**INPUT FOR THIS TASK**:

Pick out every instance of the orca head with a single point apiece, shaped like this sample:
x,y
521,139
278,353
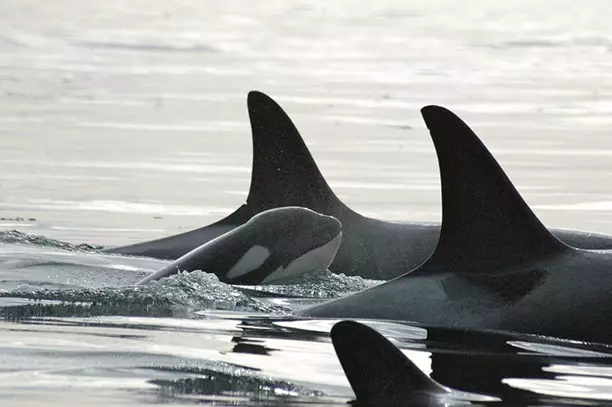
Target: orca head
x,y
284,243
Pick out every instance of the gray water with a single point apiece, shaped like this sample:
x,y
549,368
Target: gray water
x,y
125,121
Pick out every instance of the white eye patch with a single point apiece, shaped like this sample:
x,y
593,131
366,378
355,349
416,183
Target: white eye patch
x,y
251,260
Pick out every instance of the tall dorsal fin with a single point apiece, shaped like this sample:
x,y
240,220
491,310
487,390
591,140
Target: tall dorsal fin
x,y
376,368
284,172
486,224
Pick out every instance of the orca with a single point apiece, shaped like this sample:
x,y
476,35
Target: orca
x,y
284,173
273,246
380,374
495,265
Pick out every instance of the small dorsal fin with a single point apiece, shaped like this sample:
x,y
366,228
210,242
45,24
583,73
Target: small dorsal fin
x,y
284,172
485,222
376,368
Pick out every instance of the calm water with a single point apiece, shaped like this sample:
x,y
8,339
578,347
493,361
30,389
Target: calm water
x,y
124,121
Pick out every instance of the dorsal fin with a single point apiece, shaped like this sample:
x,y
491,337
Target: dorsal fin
x,y
486,224
376,368
284,172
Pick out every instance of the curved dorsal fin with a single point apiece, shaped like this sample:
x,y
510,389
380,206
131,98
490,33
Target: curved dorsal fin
x,y
485,222
376,368
284,172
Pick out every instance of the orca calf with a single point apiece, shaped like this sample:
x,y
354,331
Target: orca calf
x,y
274,245
285,174
495,265
381,375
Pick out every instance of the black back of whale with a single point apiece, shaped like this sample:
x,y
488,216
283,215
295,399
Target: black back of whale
x,y
495,265
379,373
284,173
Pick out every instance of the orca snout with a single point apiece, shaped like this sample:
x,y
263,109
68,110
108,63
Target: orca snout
x,y
331,226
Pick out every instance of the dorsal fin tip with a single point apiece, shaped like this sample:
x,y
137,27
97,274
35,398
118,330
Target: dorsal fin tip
x,y
284,172
485,221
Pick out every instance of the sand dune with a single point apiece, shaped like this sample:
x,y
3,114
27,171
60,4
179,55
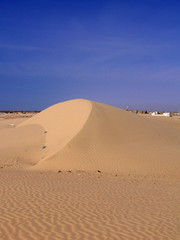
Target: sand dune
x,y
85,135
134,197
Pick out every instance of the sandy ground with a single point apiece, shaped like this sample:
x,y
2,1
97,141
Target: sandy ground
x,y
51,188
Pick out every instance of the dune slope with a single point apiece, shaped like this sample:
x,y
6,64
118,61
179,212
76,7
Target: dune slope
x,y
89,136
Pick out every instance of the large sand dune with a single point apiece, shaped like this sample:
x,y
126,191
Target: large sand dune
x,y
85,135
136,195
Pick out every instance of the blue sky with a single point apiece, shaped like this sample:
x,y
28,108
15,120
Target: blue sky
x,y
123,53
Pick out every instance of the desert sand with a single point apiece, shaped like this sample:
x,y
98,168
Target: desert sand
x,y
86,170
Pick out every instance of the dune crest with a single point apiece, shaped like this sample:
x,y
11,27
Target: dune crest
x,y
90,136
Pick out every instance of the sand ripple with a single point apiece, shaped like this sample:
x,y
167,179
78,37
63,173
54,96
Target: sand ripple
x,y
36,205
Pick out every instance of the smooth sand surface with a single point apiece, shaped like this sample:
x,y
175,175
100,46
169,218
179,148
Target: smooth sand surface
x,y
135,194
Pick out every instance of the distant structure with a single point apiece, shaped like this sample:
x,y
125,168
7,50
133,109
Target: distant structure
x,y
164,114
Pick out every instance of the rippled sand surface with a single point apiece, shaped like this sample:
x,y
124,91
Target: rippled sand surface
x,y
81,205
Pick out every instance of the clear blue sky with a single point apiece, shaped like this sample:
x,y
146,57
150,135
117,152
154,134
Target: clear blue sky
x,y
124,53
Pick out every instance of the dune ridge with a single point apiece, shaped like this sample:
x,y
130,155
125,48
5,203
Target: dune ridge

**GOAL OF THE EXERCISE**: Nothing in the entries above should change when they are printed again, except that the pictures are dropped.

**COMPLETED EXERCISE**:
Pick out every instance of the orca head with a single point apiece, shaped like this sample:
x,y
521,139
278,353
Target: orca head
x,y
284,243
Pick out every instance of the gray water with a single point apiece, shaped like this sample:
x,y
549,368
Target: gray water
x,y
125,121
Pick out every instance of the white eye patch with a single point apiece, shaped like this sample:
x,y
593,131
366,378
355,349
416,183
Target: white eye patch
x,y
251,260
Pick out every instance of the tall dorsal fin with a single point apiece, shaped like this sample:
x,y
240,220
491,310
487,390
591,140
Target: tall dorsal fin
x,y
376,368
284,172
486,224
Pick out every instance of the orca with a single point apiece, shaped like this sample:
x,y
476,35
Target: orca
x,y
284,173
273,246
380,374
495,265
Pick out every instance of the small dorsal fin with a single point apiece, shaped like this sample:
x,y
366,228
210,242
45,24
583,73
Target: small dorsal fin
x,y
284,172
485,222
376,368
Pick out every instance of the calm water with a single point apiece, shaped like this sample:
x,y
8,339
578,347
493,361
30,389
Target: calm water
x,y
124,121
Pick out every instance of the dorsal fin with a single point apiece, shaped like this sample:
x,y
491,337
Target: dorsal fin
x,y
486,224
376,368
284,172
Pick out every instance of the curved dorsal fin with a single point apiece, shaped like this sample:
x,y
510,389
380,206
131,98
490,33
Target: curved dorsal fin
x,y
485,222
376,368
284,172
Pick out every instance of the orca calf with a single point apiece, shaped like this sample:
x,y
354,331
Target: orca calf
x,y
274,245
285,174
495,265
381,375
Pick out every instance of the black back of whale with a single point apiece, shaped like this sample:
x,y
488,216
283,215
295,399
Target: black back of whale
x,y
495,265
379,373
284,173
Pick out every instance of the orca snout with a single point apiece, shaped like this sample:
x,y
263,109
68,110
108,63
Target: orca snout
x,y
331,226
Pick out every instance of the dorsal fin tip with a single point apiece, shaped like this sample:
x,y
137,27
97,274
35,398
118,330
Target: dorsal fin tip
x,y
284,172
485,221
Pick out every instance of the sand dune with a single point apiece, shaped like this sample:
x,y
3,114
27,171
60,4
179,55
Target: sand dune
x,y
85,135
134,197
Pick out every instance of the sandy ground with a single point apiece, shaped like this sample:
x,y
2,1
97,141
Target: sandy ground
x,y
51,188
Pick out every instance of the dune slope with a single point apiece, shaped like this sample:
x,y
6,64
118,61
179,212
76,7
Target: dune slope
x,y
89,136
Pick out every instance of the large sand dune with a single point apiece, shaped like this sample:
x,y
126,191
Target: large sand dune
x,y
85,135
136,195
Pick out every instance of the blue sky with a single point apiece, shaped like this sample:
x,y
28,108
15,120
Target: blue sky
x,y
123,53
Pick out every instance of the desert sand with a single point apiece, shaped like this sample:
x,y
98,168
Target: desert sand
x,y
86,170
Pick out every instance of the dune crest with a single point apiece, shaped like this sample:
x,y
11,27
Target: dune crest
x,y
90,136
Pick out every instance of the sand ripple with a single point apiece, shaped like this sample:
x,y
167,179
78,37
63,173
54,96
Target: sand ripple
x,y
36,205
Pick out every instance of the smooth sand surface with a single point apiece, shaped like this sample:
x,y
175,175
100,46
169,218
179,148
Target: smooth sand surface
x,y
135,194
Pick out every instance of the distant structure with a single point apiece, shaped like this sample:
x,y
125,168
7,50
133,109
Target: distant structure
x,y
164,114
Pick out every instance of the rippled sand surface with a single point apiece, shaped like this sample:
x,y
124,91
Target: rippled sand surface
x,y
81,205
Pick out every instance of the clear blue sky with a single point apiece, shaped like this sample:
x,y
146,57
150,135
117,152
154,134
Target: clear blue sky
x,y
124,53
Pick out every instance of the dune ridge with a single point apiece, shaped like this sample:
x,y
130,155
125,48
5,203
Target: dune ridge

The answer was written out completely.